_Exercise_.
All the data should be transcribed exactly, with every line kept.

_Supplied entries_.
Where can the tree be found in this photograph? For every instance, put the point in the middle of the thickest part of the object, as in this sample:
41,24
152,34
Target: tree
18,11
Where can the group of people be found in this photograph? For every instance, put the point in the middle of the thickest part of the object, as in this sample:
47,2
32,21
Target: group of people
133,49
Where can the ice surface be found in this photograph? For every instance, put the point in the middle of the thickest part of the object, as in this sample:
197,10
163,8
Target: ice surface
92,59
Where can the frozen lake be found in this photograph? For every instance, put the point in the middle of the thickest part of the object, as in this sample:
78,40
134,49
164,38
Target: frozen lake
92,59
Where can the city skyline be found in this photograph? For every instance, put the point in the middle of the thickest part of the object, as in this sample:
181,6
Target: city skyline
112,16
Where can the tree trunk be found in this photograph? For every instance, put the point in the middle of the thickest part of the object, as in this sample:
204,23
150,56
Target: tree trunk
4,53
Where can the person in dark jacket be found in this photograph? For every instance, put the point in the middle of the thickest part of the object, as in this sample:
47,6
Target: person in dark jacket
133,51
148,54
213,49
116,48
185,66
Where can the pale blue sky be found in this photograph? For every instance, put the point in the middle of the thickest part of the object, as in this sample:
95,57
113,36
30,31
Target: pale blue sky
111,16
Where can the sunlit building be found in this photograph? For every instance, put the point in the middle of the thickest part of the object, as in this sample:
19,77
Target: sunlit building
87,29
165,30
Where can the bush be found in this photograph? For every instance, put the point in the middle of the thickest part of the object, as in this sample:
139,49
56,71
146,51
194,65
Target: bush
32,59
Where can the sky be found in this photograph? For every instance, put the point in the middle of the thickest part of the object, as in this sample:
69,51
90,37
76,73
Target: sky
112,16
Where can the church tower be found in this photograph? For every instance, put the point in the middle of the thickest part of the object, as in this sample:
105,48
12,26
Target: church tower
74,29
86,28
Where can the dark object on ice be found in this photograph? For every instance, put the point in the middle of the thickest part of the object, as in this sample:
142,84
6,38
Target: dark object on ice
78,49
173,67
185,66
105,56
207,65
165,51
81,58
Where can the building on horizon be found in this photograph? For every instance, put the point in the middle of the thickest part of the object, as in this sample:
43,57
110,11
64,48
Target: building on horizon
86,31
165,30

_Output below_.
Where can the tree be found in this photograph? For every instance, put the point in the middle of the thickest part of the object, as in this sample:
41,24
152,34
Target: tree
18,11
Where can the group of people be found in this photograph? For every instance, put the point in the middle of the thickest part of the object, as in this sample:
47,2
32,21
Target: group of people
133,49
Where can the ice surface be found in this photograph? For every instance, put the point in the middle of the thickest part of the object, as in this sample:
197,10
163,8
Target: ice surface
92,59
Where can the frozen lake be found in this photograph? For every instance, put the point in the middle of the thickest part of the object, as in this sample:
78,40
134,49
164,38
Target: frozen lake
92,59
Where can the city skyline be found in this photograph? For every instance, put the point in the middle of the thickest part of the object, as in this sample:
181,6
Target: city skyline
112,16
Where can the tree trunk be found in this photograph? For every instance, put the point in the middle of the thickest part of the object, as in this sample:
204,23
150,56
Target: tree trunk
4,53
Where can the person in dark jacket be found in this photograph? For every instance, put the point in the middle of the thickest part of the object, as in this sample:
47,6
Target: person in dark jacket
133,51
148,54
213,49
116,48
185,66
Where can the pale blue sky be found in this photograph? For every instance, put the point in the middle of the thickest part of the object, as in this sample:
95,57
113,36
30,31
Target: pale blue sky
111,16
Where can the sunlit building be found in this photograph? For every instance, put the point in the middle of the thickest part of the object, as in this sample:
19,77
Target: sunlit building
87,29
165,30
Where can the bush be found in this photograph? For every instance, put the point in the middle of the thickest part of the object, as in this sample:
139,49
56,71
146,51
194,65
Target: bush
32,59
Where can the sky be found in this photograph? For every instance, put the point in the middle of the thickest part of the object, as in this sample:
69,51
90,37
76,73
Target: sky
112,16
Where can the church tower be found in this photograph? For every instance, put the point in the middle of the thickest part of the object, as in this sample:
105,48
12,26
Target: church tower
74,29
86,28
Where can the dark object on ice be found in this photograph? For every instance, put the point in the middle of the thickest part of the object, as in this sample:
142,84
6,38
Target: dark object on ice
78,49
173,67
185,66
105,56
207,65
165,51
81,58
Where can the building on horizon be found in this photograph? For every instance, put the point in the middle of the thickest part of the object, as in this sample:
43,57
110,11
64,48
Target: building on horizon
86,31
165,30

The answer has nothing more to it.